| TASK TO COMPLETE |
Each record that follows must be given again without alteration.

| THE RECORDS |
++++
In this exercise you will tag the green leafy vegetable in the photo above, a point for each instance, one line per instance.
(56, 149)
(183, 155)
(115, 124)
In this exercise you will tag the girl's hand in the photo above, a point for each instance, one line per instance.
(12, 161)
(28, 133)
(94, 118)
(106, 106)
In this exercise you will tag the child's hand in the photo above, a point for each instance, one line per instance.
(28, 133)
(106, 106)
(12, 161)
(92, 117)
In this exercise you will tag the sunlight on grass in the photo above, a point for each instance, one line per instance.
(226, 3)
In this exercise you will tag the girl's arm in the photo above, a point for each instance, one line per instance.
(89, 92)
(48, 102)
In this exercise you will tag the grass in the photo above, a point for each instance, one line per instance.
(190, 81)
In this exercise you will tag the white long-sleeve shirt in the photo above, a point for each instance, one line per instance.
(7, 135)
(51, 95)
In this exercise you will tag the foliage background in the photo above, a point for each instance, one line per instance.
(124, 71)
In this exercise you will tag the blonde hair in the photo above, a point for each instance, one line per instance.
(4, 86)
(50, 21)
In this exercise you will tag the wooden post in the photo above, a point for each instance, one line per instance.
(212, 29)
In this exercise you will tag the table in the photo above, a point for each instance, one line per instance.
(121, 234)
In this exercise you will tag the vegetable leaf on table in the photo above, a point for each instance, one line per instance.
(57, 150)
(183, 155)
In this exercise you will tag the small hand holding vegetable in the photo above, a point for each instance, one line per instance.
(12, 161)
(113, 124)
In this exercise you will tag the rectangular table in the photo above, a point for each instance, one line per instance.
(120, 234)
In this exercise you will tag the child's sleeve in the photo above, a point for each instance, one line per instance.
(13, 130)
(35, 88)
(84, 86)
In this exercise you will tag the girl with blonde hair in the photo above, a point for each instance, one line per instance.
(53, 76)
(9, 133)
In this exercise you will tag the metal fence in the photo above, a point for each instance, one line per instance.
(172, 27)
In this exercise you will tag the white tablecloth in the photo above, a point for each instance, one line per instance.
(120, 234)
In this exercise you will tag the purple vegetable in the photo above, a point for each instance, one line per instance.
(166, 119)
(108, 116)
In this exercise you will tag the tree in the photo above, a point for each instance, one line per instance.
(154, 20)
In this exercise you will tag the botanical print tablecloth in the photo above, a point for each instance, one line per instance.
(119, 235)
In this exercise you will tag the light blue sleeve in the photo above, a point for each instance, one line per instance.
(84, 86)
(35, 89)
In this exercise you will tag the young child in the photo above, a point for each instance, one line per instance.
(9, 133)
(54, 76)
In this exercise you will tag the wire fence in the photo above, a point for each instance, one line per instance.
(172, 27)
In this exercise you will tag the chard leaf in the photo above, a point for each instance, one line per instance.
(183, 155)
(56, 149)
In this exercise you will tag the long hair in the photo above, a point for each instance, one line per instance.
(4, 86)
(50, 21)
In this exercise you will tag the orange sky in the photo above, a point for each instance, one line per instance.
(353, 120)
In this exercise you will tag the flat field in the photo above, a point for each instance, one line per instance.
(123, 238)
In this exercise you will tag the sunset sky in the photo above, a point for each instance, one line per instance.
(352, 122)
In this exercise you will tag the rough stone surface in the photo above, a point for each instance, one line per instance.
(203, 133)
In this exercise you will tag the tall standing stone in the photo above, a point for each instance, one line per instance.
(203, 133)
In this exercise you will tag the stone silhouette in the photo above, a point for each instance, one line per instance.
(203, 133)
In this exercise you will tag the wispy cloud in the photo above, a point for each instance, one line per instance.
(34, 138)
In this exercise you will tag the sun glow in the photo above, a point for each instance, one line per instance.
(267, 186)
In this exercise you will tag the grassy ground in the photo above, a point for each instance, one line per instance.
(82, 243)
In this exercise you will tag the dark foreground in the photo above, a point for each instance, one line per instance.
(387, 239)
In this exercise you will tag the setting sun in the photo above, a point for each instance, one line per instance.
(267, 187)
++++
| OUTPUT OF THE TASK |
In this exercise you will tag the green leafy vegetable in the photo above, a point for each instance, one line per instance.
(56, 149)
(183, 155)
(115, 124)
In this exercise you will tag the girl's hand in the photo above, a point for each instance, one line per instance.
(12, 161)
(28, 133)
(94, 118)
(106, 106)
In this exercise you will tag the child's hand in the photo above, a point for each instance, one line per instance.
(28, 133)
(106, 106)
(12, 161)
(92, 117)
In this exercise you will tag the sunlight on grass in the photo above, a point for each instance, one line per instance.
(226, 3)
In this exercise you will tag the girl's arm in the photo above, a point for each instance, one line per instance.
(89, 92)
(48, 102)
In this exercise you will tag the grass in the photo above, a point for each instance, one line per instance.
(190, 81)
In this exercise you will tag the white long-sleeve shirt in the photo above, a point for each instance, one line per instance.
(7, 135)
(51, 95)
In this exercise you will tag the foliage background in the photo above, a point for each instance, one line per instance.
(124, 71)
In this exercise you will tag the blonde hair in the photo above, a point for each instance, one line per instance.
(4, 86)
(50, 21)
In this exercise you will tag the wooden post in the photo above, a point for each instance, one line per instance.
(212, 29)
In this exercise you will tag the table in the photo above, a point for each instance, one line per instance.
(121, 234)
In this exercise you will tag the vegetable leaf on table in the photo above, a point for each instance, one line per instance.
(57, 150)
(183, 155)
In this exercise you will tag the small hand holding vegetable in the photo above, a point for each instance, one line per instance.
(12, 161)
(113, 124)
In this exercise you will tag the rectangular table in the photo above, a point for each instance, one line per instance.
(120, 234)
In this exercise you will tag the child's sleeve in the photo above, a point for each instance, one line per instance.
(13, 130)
(35, 88)
(84, 86)
In this exercise you will tag the girl with blonde hair in the photo above, a point for each instance, one line per instance.
(53, 76)
(9, 133)
In this exercise you will tag the metal fence in the photo above, a point for each instance, one line per instance.
(172, 27)
In this exercise you will tag the white tablecloth in the photo above, a point for each instance, one line per instance.
(120, 234)
In this exercise you will tag the purple vegetable in the photo above, a point for each instance, one line per instance.
(166, 119)
(108, 116)
In this exercise you will tag the tree in the photo above, a point for each instance, one line per instance.
(154, 20)
In this exercise you will tag the botanical print tablecloth in the photo above, a point for each instance, one line per instance.
(119, 235)
In this exercise you will tag the light blue sleeve in the photo above, a point for each instance, one line per instance.
(84, 86)
(35, 89)
In this exercise you will tag the young child in the photo above, a point for each instance, one line per instance.
(9, 133)
(54, 76)
In this exercise you will tag the wire fence in the photo above, a point for each instance, one line per instance.
(172, 27)
In this exercise you will tag the chard leaf in the photo above, a point for each instance, one line per instance.
(183, 155)
(56, 149)
In this exercise you will tag the long hair in the photo above, a point for each instance, one line per instance.
(4, 86)
(50, 21)
In this exercise you will tag the orange sky in the photo above, a point for each instance, one line per instance.
(353, 120)
In this exercise you will tag the flat field in the photo above, a point for each instance, one line per instance.
(123, 238)
In this exercise you will tag the sunset sky in the photo above, a point for each instance, one line per instance.
(352, 122)
In this exercise you will tag the rough stone surface in the photo above, a point for each instance, one line per instance.
(203, 133)
In this exercise you will tag the tall standing stone in the photo above, a point for each instance, one line per instance.
(203, 133)
In this exercise you will tag the stone silhouette in the photo above, a point for each instance, one line per instance.
(203, 133)
In this exercise you will tag the wispy cloud in the photo above, a point for each instance, one line per instance.
(34, 138)
In this exercise you will tag the sun glow in the photo above, a point for each instance, one line per instance.
(267, 186)
In this exercise you will tag the grassy ground in the photo above, a point for each instance, one line per instance.
(82, 243)
In this exercise you will tag the dark foreground in the photo above, a point for each instance, one line per instance.
(387, 239)
In this exercise you will tag the setting sun in the photo above, a point for each instance, one line per instance.
(267, 187)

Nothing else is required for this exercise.